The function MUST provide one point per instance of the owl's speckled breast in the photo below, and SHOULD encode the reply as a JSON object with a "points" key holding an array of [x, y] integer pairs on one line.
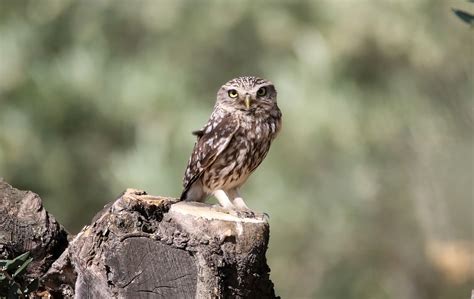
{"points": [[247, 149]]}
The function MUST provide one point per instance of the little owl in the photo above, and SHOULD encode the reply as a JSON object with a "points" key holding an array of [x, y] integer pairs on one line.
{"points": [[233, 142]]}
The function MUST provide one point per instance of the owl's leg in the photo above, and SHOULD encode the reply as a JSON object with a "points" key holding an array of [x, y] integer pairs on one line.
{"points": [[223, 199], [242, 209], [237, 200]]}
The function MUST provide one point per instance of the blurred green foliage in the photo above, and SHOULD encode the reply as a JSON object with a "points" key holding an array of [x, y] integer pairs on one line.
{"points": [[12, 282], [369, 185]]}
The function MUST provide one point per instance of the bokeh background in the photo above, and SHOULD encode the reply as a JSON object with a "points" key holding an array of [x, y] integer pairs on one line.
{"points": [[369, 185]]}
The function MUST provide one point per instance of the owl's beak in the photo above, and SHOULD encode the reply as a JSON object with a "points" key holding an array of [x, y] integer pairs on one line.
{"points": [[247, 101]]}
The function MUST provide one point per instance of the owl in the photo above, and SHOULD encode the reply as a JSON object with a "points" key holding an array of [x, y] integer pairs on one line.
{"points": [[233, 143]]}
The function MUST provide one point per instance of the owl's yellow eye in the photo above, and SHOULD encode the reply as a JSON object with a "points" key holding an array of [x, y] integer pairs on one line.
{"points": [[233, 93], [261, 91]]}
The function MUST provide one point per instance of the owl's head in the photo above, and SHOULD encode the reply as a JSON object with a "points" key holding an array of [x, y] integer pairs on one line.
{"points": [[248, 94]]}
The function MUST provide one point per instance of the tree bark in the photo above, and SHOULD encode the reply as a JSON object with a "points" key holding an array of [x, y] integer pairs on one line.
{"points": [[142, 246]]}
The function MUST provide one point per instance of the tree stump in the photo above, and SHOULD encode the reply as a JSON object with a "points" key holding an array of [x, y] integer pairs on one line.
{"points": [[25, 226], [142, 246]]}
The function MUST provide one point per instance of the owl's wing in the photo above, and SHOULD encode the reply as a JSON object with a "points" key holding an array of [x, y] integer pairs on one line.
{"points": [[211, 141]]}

▶ [Brief]
Give back all the records as they stand, but with no pictures in the copy.

▶ [Problem solution]
The function MUST provide one point per instance of the owl's speckled breast in the photo below, and SHOULD encode the reply as a JSON object with a "points" key holding an array of [x, y] integer pairs on one line.
{"points": [[247, 149]]}
The function MUST provide one point per instance of the little owl in the photo above, and SHOULD encode the reply as a JSON object with a "points" key holding an array of [x, y] integer pairs on one line.
{"points": [[233, 142]]}
The function MUST provide one point per instance of the owl's leg in the photo above, and SHOULD encode the reply as a JSON object with a "points" key holding an array of [x, y] integer pairs on one line.
{"points": [[223, 199], [242, 209], [237, 200]]}
The function MUST provide one point per instance of the blurred green foliage in the photo above, and SHOULD encode the reply as a JSON object with a "points" key holding an array of [x, y] integer pairs on one line.
{"points": [[12, 282], [369, 185]]}
The function MUST provide one point per instance of the bokeh background in the photo above, and SHOULD encode the reply as a JSON object with a "points" key holding an array of [x, y] integer pairs on one line.
{"points": [[369, 185]]}
The function MUST provide one point per instance of the owl's beak in the photo above, and SHOULD encode the reply as a JSON object with a "points" key holding an array of [x, y] integer pairs on one line.
{"points": [[247, 101]]}
The function MUST provide one point per instance of the owl in the photo above, and SHOULD encode the reply as a JSON object with a "points" key holding an array of [x, y] integer pairs on one line.
{"points": [[233, 143]]}
The function MUST provide one point per instance of the owl's yellow eye in the photo above, and SHOULD encode the reply as a JSON object with a "points" key holding an array of [x, y] integer pairs on one line.
{"points": [[233, 93], [261, 91]]}
The function MUST provide one point per instance of the owl's head in the photo above, and SHOULD encode the reply as a JSON object with a "points" key holding an array of [x, y] integer pairs on one line.
{"points": [[248, 94]]}
The function MUST provide one point per instance of the tree bark in the photo above, and SHOULD encode the reply as a JSON object with a "points" key holding an array of [x, y] integer pairs on one line.
{"points": [[142, 246]]}
The function MUST provide one point per instance of the tree stump in the photo above, and SHOULD encode the reply as a JSON object with a "points" key holding an array of [x, y] integer pairs on one line.
{"points": [[25, 226], [142, 246]]}
The function MUST provide one point per instance of the owl's wing in the photo above, and SHOULD encode the reply as a JSON object with a "points" key holding an array of [x, y] integer pairs on one line.
{"points": [[211, 141]]}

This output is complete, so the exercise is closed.